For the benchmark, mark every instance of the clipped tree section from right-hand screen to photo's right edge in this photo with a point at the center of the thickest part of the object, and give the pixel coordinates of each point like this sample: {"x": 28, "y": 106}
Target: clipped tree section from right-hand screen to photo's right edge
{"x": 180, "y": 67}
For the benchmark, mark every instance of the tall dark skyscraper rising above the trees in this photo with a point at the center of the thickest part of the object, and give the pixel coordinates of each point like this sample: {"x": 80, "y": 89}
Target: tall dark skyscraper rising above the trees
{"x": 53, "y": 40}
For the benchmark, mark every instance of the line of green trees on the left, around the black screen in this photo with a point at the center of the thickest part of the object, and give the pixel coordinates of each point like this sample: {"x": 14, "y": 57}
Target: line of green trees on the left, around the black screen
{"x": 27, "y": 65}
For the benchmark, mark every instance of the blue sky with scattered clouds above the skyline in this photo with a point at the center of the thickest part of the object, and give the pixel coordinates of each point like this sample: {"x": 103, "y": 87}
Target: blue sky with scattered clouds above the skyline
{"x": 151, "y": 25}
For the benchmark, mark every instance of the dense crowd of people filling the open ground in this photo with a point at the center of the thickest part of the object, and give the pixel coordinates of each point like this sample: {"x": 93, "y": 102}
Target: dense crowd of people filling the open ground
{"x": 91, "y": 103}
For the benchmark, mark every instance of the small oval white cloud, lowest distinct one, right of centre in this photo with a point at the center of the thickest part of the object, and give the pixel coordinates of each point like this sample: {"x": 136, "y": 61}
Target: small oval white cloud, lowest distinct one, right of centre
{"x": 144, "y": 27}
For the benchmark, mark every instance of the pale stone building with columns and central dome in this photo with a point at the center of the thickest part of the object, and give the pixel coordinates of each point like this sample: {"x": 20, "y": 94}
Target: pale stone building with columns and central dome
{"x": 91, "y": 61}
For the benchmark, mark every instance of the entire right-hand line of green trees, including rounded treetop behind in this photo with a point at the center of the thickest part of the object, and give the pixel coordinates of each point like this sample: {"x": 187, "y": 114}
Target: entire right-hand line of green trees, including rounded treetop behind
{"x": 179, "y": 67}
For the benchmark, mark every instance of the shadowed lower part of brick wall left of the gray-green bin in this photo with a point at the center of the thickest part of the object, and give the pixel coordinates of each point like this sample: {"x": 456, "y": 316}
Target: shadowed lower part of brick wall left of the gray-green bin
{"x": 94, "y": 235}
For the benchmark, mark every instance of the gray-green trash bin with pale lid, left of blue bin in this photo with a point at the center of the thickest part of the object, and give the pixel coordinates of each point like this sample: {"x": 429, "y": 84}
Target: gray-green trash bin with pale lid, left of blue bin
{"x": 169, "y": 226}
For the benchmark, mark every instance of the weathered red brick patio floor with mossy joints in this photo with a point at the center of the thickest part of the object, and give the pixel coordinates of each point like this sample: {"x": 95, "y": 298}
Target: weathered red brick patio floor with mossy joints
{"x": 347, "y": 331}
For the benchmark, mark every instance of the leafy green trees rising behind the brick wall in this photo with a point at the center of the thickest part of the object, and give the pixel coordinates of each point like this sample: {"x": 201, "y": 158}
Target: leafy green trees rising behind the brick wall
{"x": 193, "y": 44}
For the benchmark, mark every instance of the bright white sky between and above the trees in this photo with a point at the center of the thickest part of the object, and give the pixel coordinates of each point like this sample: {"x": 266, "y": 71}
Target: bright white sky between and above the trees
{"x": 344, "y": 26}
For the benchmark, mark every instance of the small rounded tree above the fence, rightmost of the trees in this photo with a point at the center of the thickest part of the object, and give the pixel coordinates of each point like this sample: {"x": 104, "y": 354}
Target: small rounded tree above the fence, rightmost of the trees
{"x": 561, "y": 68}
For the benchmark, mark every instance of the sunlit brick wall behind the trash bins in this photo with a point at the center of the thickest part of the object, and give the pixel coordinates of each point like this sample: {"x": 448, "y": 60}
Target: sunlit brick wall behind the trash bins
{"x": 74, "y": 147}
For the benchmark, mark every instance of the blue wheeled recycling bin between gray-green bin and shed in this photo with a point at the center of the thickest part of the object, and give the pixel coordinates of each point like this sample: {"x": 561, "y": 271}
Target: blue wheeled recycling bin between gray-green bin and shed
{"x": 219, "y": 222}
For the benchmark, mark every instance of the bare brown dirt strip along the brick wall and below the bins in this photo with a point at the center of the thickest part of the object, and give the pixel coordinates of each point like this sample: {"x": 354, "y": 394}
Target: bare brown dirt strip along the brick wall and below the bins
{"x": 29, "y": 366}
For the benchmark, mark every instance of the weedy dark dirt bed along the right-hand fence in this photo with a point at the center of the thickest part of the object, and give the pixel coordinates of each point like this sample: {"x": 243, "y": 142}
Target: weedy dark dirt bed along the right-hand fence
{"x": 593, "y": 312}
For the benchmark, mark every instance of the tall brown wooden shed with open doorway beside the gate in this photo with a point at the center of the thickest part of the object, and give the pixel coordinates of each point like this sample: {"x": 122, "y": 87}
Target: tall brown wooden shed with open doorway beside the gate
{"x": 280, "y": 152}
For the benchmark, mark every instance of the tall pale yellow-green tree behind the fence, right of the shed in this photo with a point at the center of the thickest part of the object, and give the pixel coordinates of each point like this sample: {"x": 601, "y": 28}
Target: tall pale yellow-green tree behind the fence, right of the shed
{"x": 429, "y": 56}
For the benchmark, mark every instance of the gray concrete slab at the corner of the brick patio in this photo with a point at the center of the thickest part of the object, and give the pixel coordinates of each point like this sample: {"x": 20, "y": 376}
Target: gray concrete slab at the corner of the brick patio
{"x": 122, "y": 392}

TASK INSTRUCTIONS = Starting at the line that contains "Target: tall brown", copy each line exactly through the end of the listing above. Include that first line and the last one, and add nothing.

RESPONSE TO THIS TASK =
Target: tall brown wooden shed with open doorway beside the gate
{"x": 280, "y": 152}
For the benchmark, mark every instance of the tall pale yellow-green tree behind the fence, right of the shed in this photo with a point at the center of the thickest part of the object, and give the pixel coordinates of each point like this sample: {"x": 601, "y": 28}
Target: tall pale yellow-green tree behind the fence, right of the shed
{"x": 429, "y": 56}
For the benchmark, mark every instance of the gray concrete slab at the corner of the brick patio in this photo with a point at the center of the thickest part of the object, and give the pixel coordinates of each point like this sample: {"x": 20, "y": 376}
Target: gray concrete slab at the corner of the brick patio
{"x": 122, "y": 392}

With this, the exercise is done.